:: Opdracht A ::
Verzamel uit de records elke regel waarin de tekenreeks "sandy" voorkomt.

━━━━━ Leesfragment ━━━━━

Ook bij Palmen is er sprake van affiniteit.
Foudraine kende net als Freud veel gewicht toe aan het drama van de tegenstrijdigheid – Palmens oeuvre in een zinsnede.
We praten een dag na de feestelijke overhandiging van het boek in de museum bibliotheek, tussen ademende boeken vol kennis en wijsheid.
Want willen weten is wat beiden al een leven lang voortstuwt.
“Denken is het werk”, schrijft Palmen in haar essayboek Voornamelijk vrouwen.
In haar werk, de vrucht van haar denken, lijkt ze op zoek naar zelfinzicht, maar jezelf begrijpen, vervolledigt ze, is zinloos, tenzij in relatie tot anderen en tot de tijd waarin je leeft.
Volgens Verhaeghe zijn we allemaal op zoek naar onszelf, maar begrijpen we vanaf een zekere leeftijd dat onze plek wordt bepaald door onze verhouding tot anderen.

━━━━━

:: Opdracht B ::
Schrijf het fragment over Palmen en zelfinzicht verder, te beginnen na de laatste zin.

━━━━━ Materiaal ━━━━━

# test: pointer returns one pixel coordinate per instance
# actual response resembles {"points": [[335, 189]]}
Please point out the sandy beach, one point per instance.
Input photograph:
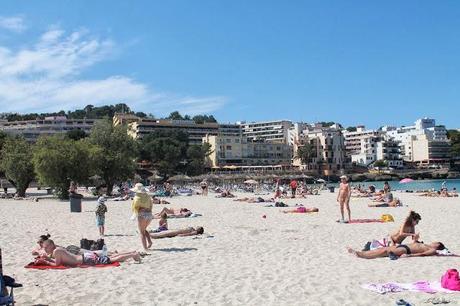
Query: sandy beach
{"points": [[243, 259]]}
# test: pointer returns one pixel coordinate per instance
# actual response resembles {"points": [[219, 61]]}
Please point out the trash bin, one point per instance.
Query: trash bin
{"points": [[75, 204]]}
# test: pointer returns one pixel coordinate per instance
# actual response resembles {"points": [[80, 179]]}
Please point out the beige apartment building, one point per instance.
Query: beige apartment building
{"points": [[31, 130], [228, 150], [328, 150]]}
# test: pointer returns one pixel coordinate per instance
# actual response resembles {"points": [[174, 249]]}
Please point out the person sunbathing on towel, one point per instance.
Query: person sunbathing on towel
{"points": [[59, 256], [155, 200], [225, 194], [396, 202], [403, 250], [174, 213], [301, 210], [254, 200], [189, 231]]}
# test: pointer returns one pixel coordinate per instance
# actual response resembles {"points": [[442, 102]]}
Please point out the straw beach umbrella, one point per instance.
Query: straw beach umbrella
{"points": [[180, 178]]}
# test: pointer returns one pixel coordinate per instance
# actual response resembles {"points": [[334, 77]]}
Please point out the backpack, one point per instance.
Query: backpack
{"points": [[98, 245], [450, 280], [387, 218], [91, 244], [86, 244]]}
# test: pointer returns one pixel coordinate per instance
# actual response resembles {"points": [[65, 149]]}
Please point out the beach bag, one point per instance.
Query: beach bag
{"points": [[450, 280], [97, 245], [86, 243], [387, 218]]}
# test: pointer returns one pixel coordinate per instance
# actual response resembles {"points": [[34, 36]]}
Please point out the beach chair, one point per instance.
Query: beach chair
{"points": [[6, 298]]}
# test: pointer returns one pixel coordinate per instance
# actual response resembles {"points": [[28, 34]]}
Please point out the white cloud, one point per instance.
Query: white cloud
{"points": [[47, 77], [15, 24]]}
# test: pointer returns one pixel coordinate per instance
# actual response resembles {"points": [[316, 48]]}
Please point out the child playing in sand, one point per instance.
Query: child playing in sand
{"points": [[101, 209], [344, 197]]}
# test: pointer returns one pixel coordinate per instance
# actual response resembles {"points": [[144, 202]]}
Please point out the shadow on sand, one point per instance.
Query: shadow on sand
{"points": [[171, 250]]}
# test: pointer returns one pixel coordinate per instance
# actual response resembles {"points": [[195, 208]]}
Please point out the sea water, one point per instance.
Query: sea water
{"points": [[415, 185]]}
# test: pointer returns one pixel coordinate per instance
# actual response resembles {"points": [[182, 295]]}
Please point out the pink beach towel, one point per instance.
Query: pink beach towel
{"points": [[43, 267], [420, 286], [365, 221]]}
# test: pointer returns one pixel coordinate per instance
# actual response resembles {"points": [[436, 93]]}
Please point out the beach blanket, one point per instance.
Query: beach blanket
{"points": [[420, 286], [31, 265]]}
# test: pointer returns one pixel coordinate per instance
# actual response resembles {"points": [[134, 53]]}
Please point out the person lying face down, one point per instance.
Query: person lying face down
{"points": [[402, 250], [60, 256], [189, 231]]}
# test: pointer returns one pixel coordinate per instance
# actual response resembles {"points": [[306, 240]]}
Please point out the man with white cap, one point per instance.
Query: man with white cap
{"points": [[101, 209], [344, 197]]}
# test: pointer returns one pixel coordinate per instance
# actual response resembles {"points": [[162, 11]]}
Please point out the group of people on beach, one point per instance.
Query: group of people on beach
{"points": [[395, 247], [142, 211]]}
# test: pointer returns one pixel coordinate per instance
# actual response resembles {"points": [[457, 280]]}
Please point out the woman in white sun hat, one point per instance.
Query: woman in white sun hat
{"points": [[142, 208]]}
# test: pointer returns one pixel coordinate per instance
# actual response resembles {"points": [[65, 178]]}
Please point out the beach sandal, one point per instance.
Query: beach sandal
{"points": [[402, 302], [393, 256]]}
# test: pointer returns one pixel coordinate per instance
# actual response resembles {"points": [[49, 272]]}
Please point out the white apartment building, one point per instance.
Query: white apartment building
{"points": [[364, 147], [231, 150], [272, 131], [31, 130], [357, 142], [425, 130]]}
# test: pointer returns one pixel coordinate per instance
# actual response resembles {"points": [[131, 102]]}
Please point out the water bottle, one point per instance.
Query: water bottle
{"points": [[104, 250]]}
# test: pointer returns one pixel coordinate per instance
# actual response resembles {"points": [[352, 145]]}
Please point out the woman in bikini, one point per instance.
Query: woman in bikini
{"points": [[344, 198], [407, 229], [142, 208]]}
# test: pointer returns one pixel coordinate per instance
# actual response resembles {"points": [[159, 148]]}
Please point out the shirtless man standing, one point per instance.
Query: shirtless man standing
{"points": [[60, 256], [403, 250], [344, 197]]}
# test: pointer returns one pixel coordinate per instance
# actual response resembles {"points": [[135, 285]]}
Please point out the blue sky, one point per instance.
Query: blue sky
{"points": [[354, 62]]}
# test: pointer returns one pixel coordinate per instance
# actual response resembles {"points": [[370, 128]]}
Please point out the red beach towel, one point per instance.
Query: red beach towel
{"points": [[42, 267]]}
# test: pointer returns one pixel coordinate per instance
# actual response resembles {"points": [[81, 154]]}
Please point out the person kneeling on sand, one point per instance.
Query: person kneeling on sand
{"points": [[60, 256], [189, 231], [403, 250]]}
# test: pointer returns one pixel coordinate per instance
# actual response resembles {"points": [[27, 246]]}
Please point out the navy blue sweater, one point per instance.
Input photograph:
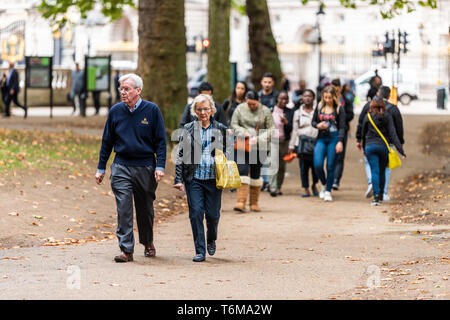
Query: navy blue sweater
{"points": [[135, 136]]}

━━━━━

:: Antwoord A ::
Please point out the sandy beach, one point per instance.
Query: sandy beach

:: Antwoord B ::
Ooit bracht zijn honger naar kennis hem ertoe om psychologie te studeren, maar die studie bevredigde niet.
Veertig jaar maatschappijkritische studies later komt hij tot de ontdekking dat er nergens definitieve antwoorden te vinden zijn, “tenzij in de samenhang van alles”.
In zijn recent verschenen essay Wijsheid schrijft hij dat we er niet zullen komen met alle “sinds de mist der tijden” vergaarde kennis.
De wereld schreeuwt om wijsheid bovenop kennis, om betovering bovenop exacte wetenschap, om een nieuwe orde waarin het Ware, het Goede en het Schone in elkaar overvloeien.
Om kunst, filosofie en literatuur – geen betere leermeesters denkbaar om onszelf en de wereld beter te leren begrijpen.

© Elke Pannier
Is zelfkennis naast het begin van alle wijsheid ook het begin van alle vrijheid? In Voornamelijk vrouwen citeert u, Connie Palmen, de Amerikaanse auteur Vivian Gornick: “Vrij ben je door de gestage toepassing van zelfinzicht.”
Palmen: “Ik geloof niet in absolute vrijheid, wel dat je je moet bevrijden van een aantal remmingen in jezelf. Naarmate ik ouder word, bots ik steeds meer op innerlijke obstakels.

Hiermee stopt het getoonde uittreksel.